▶ [ACTIVITY]:
The full listing, excluding its pictures, should be printed exactly as it stands.

▶ [LISTED RECORDS]:
——
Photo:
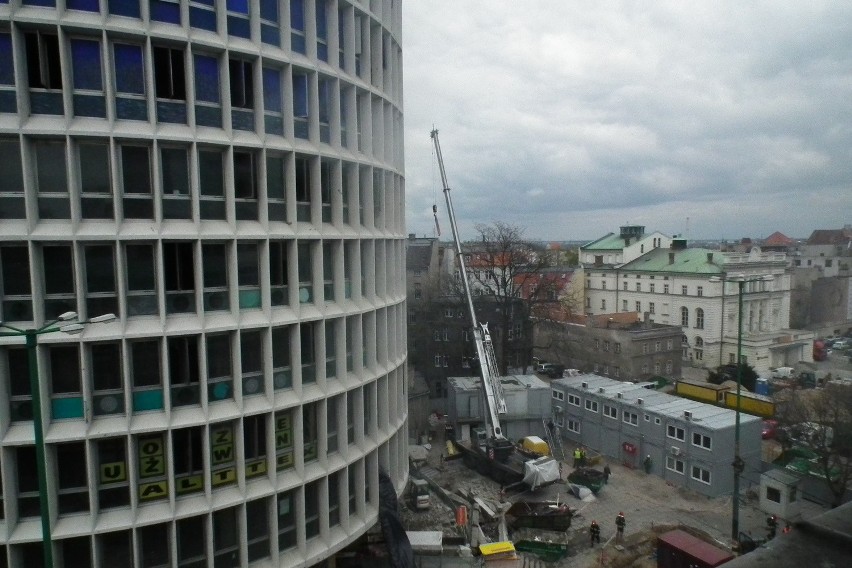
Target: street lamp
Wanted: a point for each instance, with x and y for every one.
(738, 463)
(31, 337)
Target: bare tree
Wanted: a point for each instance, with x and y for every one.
(508, 269)
(821, 420)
——
▶ [ANSWER AREA]:
Photo:
Target: street lamp
Wanted: a point for each instance, with x and y for every one.
(738, 463)
(31, 337)
Target: bare tree
Wanted: a point for each instance, with x and y for every one.
(508, 269)
(821, 420)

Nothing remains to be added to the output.